Please reproduce the stretch of the material from the line containing "Reviewer note: make sure each instance of the dog's eye" through the line containing "[(414, 304), (463, 303), (431, 306), (400, 302), (446, 304)]", requests included, shifting every coordinate in the answers up by 77.

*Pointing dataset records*
--*--
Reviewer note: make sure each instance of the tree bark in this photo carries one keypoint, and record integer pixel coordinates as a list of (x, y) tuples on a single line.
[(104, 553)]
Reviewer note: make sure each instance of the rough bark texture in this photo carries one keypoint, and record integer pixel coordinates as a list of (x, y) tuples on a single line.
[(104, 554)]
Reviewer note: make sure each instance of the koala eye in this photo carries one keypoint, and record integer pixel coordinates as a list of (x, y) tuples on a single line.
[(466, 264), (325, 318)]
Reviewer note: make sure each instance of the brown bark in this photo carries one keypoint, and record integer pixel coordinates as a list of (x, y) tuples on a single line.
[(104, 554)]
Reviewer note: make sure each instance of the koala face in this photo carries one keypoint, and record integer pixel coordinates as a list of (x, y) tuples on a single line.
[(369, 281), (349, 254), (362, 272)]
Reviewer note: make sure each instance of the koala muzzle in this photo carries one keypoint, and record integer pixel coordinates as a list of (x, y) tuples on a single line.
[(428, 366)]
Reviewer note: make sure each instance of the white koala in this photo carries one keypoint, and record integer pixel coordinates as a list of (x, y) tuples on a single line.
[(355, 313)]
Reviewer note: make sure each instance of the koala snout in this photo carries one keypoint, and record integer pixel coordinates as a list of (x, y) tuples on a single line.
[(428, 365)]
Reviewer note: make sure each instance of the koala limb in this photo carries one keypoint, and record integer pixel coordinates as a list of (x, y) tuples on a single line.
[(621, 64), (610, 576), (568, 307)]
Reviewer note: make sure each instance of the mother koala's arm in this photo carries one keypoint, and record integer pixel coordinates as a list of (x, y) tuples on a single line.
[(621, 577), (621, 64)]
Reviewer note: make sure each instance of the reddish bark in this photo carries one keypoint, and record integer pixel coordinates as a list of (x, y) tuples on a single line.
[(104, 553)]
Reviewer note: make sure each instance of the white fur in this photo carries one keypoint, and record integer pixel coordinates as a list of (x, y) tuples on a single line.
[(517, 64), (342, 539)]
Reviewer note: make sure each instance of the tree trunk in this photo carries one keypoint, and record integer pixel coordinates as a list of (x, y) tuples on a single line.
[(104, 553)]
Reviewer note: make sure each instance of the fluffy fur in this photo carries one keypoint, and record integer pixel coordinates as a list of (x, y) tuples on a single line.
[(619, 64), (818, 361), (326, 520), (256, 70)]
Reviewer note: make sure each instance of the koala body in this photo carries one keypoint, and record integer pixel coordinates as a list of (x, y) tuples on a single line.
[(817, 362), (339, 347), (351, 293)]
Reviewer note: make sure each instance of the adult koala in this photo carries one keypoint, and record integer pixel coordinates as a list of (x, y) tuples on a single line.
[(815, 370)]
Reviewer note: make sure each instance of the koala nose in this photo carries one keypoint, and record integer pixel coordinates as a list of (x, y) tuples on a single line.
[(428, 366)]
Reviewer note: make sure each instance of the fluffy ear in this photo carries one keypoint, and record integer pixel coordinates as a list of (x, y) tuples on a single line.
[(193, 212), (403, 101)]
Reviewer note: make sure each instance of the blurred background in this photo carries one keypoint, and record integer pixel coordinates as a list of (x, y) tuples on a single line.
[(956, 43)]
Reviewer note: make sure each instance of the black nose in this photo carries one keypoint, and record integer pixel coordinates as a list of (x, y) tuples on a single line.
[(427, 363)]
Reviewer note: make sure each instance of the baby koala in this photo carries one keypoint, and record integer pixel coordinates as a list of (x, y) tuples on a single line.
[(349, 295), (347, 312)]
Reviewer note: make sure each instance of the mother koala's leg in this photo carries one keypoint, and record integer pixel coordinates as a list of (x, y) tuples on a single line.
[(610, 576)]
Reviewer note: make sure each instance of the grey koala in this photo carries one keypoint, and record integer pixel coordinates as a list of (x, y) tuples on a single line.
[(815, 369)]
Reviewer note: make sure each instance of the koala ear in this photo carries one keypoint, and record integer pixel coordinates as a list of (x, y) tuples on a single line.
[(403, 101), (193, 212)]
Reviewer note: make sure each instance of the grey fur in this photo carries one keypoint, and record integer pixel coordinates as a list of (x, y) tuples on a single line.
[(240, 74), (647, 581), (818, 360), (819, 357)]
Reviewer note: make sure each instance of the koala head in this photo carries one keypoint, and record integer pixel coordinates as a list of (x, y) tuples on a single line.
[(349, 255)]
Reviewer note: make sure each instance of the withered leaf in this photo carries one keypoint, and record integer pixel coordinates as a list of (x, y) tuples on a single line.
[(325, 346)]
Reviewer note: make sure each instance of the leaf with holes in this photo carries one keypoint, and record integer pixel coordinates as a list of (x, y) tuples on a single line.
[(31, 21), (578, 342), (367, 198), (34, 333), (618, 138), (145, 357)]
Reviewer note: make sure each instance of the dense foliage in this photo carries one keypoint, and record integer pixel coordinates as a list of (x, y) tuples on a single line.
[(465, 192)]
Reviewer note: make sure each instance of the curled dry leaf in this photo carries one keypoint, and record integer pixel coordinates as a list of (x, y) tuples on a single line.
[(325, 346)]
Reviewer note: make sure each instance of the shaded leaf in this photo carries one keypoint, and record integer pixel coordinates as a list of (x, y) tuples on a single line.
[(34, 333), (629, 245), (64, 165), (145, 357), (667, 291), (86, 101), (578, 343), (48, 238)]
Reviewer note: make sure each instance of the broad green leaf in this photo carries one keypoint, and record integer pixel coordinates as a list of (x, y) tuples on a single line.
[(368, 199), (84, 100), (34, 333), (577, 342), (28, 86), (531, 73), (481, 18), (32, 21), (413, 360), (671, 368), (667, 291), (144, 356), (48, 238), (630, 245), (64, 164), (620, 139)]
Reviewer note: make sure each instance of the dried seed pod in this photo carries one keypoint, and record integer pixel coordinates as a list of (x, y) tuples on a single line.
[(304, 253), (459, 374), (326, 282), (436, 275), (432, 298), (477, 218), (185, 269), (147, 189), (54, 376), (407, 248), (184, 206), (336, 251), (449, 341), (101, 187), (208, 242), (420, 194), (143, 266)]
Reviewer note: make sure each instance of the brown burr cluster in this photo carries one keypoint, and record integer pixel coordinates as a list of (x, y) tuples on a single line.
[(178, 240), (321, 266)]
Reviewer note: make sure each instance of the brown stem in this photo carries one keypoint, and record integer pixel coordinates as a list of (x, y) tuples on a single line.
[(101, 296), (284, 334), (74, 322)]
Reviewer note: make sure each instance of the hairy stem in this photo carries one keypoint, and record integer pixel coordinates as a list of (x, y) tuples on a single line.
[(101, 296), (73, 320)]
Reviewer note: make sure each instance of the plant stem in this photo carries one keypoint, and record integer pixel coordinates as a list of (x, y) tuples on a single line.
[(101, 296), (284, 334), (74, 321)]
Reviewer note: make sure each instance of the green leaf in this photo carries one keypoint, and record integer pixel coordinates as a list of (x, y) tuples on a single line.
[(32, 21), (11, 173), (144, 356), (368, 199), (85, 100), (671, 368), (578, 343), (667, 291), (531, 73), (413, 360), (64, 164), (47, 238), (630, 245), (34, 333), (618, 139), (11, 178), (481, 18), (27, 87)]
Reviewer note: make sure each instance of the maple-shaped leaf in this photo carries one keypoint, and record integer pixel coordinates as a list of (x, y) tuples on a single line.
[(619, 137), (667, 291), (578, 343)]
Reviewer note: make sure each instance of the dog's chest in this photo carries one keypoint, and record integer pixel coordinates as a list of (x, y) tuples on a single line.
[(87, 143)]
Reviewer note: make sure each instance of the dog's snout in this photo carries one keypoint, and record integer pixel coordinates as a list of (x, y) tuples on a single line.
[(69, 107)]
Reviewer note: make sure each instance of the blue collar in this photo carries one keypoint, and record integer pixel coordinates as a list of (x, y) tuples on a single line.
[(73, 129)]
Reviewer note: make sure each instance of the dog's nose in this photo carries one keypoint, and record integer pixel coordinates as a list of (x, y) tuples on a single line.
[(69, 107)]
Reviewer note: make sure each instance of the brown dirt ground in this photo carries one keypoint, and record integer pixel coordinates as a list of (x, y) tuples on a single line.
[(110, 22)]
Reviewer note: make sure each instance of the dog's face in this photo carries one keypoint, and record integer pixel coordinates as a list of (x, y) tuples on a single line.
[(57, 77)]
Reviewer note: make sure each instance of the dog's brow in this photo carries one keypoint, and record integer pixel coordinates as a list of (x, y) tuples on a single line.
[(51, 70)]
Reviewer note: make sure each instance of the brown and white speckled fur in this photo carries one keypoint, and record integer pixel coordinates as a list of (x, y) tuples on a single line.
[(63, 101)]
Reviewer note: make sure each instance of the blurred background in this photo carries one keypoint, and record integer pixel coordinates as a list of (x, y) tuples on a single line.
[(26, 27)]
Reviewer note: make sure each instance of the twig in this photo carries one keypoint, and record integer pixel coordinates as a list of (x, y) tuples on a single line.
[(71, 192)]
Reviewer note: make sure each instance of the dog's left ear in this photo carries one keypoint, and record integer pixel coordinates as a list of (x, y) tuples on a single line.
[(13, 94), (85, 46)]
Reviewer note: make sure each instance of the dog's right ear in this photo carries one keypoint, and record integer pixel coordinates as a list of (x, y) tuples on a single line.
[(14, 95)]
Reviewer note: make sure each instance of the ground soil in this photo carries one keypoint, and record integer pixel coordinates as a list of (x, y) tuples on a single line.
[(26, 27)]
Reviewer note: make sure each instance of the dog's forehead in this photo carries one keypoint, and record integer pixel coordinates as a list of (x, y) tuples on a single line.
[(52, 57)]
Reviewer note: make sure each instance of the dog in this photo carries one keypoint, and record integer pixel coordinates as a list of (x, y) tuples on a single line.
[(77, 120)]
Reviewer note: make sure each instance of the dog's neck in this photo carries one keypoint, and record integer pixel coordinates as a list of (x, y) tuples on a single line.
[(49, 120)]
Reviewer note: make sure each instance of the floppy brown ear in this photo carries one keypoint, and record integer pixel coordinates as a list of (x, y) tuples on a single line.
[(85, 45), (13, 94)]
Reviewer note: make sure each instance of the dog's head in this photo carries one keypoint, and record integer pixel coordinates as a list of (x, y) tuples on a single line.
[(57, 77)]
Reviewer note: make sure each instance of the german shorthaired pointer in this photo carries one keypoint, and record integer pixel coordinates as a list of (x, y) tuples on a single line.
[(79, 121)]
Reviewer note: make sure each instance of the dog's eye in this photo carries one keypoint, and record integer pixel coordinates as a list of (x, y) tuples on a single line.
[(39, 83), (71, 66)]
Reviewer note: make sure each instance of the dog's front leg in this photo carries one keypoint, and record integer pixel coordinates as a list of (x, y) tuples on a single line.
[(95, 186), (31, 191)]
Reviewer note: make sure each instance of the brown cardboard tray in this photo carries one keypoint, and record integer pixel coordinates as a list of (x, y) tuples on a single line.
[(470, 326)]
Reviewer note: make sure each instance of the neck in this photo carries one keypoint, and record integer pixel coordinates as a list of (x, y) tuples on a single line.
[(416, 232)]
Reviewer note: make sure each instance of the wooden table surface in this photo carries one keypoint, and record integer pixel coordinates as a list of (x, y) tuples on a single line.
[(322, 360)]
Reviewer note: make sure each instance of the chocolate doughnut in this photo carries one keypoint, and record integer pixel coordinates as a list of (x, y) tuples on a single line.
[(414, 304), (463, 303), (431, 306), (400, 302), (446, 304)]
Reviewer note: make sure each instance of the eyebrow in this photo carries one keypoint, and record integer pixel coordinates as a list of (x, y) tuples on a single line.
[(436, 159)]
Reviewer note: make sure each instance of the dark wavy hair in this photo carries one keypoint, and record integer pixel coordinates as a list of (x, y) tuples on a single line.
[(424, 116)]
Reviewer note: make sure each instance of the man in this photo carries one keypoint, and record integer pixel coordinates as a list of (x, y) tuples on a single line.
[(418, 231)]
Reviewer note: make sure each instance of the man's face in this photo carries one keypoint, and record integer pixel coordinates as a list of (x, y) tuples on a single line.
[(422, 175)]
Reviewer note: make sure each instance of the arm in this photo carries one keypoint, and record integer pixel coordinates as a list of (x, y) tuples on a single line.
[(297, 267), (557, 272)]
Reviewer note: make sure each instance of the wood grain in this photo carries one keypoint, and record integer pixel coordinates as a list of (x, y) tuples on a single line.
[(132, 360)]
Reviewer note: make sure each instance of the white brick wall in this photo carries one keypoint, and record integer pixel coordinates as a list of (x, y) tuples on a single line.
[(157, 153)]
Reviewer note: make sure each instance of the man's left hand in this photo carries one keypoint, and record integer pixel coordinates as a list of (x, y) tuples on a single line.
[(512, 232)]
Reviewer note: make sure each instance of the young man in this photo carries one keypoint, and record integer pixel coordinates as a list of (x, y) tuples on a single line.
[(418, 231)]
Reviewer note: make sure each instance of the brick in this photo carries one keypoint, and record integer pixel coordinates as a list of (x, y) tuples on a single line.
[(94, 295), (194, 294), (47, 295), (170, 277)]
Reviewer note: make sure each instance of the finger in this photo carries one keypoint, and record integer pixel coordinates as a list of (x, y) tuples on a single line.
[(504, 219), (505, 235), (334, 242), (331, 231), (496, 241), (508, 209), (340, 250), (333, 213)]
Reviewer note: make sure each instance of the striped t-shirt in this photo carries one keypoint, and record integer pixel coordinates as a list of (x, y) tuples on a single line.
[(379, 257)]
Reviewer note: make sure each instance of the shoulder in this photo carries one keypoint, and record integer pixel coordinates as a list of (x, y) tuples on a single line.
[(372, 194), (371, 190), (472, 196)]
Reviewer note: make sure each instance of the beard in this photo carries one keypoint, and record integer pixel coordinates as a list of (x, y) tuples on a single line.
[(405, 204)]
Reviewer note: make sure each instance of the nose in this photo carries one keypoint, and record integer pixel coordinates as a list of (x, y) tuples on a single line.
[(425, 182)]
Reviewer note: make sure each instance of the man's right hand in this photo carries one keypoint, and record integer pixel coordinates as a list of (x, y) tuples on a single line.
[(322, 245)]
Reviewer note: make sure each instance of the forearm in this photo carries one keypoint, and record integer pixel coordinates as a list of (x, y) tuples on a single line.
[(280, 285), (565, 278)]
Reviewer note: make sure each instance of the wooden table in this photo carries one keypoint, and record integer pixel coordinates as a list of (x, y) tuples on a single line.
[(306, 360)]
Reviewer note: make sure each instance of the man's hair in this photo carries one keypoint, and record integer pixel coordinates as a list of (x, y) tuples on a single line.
--*--
*Complete response*
Reviewer note: make sure each instance of the dog's eye in this photo carries one keypoint, and record integer pixel coordinates as a list of (x, y) tuples on a single line.
[(116, 160), (148, 143)]
Reviewer note: make sure each instance of the dog's front leg in this photo carries one keypoint, and record integer pixel coordinates as a list of (x, y) tuples on a single line.
[(172, 263), (108, 268)]
Reviewer note: make sure each instance of the brown cardboard tray in this photo carries one keypoint, and record integer pixel coordinates as a list of (x, y) tuples on a single line.
[(547, 403)]
Reviewer note: make sure each instance of the neck in this photo carries one keypoint, and record integer pixel coordinates as a list of (x, y) tuples on a single line.
[(493, 309)]
Reviewer note: make sure each instance of the wooden table surface in this photo carries one keypoint, and record integer pixel coordinates as a list of (x, y) tuples on a single line.
[(399, 437)]
Reviewer note: make sure each instance of the chocolate doughnut in this photo carries one keypoint, and record integer pixel coordinates as a list of (x, y) tuples on a single line.
[(491, 381), (540, 380), (508, 383), (477, 379), (523, 381)]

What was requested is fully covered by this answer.